Raw records

——

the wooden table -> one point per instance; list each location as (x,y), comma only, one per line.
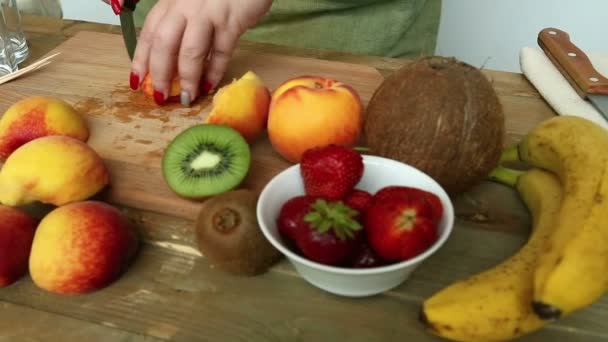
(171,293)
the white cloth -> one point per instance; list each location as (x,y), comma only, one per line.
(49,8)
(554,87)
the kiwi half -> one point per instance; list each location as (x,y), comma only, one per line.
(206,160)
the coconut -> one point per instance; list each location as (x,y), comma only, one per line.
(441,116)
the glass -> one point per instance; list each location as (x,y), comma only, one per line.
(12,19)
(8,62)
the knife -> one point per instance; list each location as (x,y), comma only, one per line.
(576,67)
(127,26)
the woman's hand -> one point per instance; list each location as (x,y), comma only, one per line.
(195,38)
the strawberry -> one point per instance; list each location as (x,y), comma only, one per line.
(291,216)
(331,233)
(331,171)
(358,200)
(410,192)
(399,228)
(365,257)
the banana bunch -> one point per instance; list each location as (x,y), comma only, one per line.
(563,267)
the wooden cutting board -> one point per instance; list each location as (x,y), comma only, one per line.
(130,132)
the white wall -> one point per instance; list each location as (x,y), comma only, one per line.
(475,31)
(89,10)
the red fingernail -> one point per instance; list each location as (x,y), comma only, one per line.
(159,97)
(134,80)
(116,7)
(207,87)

——

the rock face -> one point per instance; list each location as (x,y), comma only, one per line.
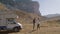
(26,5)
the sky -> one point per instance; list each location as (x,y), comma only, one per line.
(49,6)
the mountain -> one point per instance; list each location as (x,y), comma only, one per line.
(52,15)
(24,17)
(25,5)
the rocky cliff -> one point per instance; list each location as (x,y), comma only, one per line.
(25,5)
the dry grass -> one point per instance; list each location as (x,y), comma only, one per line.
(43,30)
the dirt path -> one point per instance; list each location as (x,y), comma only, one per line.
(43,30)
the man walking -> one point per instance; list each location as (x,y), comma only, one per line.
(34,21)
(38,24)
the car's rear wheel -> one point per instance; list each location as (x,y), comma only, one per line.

——

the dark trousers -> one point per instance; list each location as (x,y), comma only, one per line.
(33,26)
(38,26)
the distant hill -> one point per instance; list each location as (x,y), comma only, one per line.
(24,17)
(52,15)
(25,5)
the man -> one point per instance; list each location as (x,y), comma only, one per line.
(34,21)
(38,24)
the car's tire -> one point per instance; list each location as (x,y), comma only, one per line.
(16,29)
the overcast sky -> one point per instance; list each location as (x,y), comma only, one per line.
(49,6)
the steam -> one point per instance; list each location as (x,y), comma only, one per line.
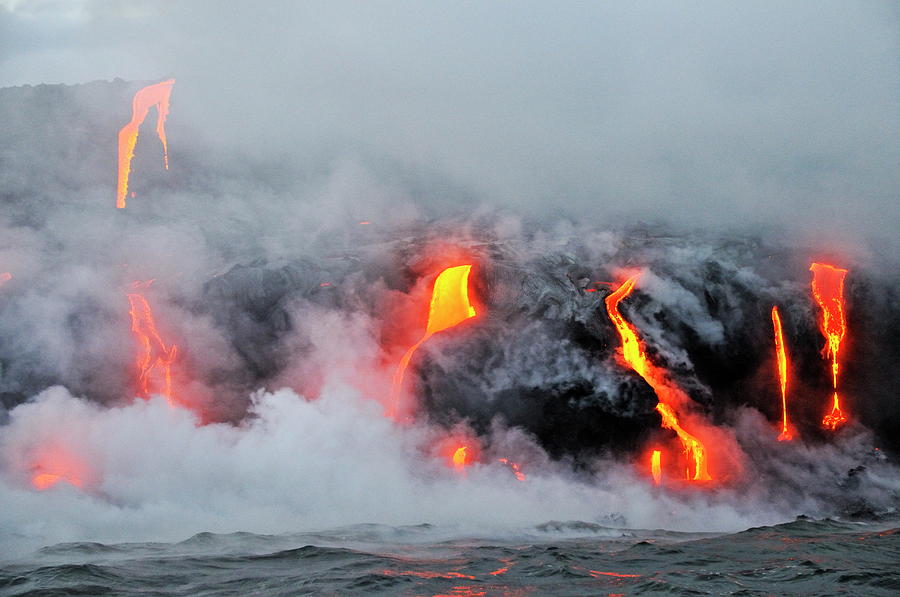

——

Quote, word for word, the part that opens with the line containing "the dry grass" and closes with the line containing "the car's rear". Include both of those lines.

• [SOLUTION FOR THIS EXERCISE]
the dry grass -> one point per instance; list each location as (x,y), comma only, one per line.
(43,30)
the dirt path -> one point per instance; list each location as (x,y), comma only, one per line.
(43,30)
the man walking -> one point per instance; list each location as (x,y), comma only, one per line.
(34,21)
(38,24)
the car's rear wheel -> one point per instance; list each location as (x,y), comma only, one per line.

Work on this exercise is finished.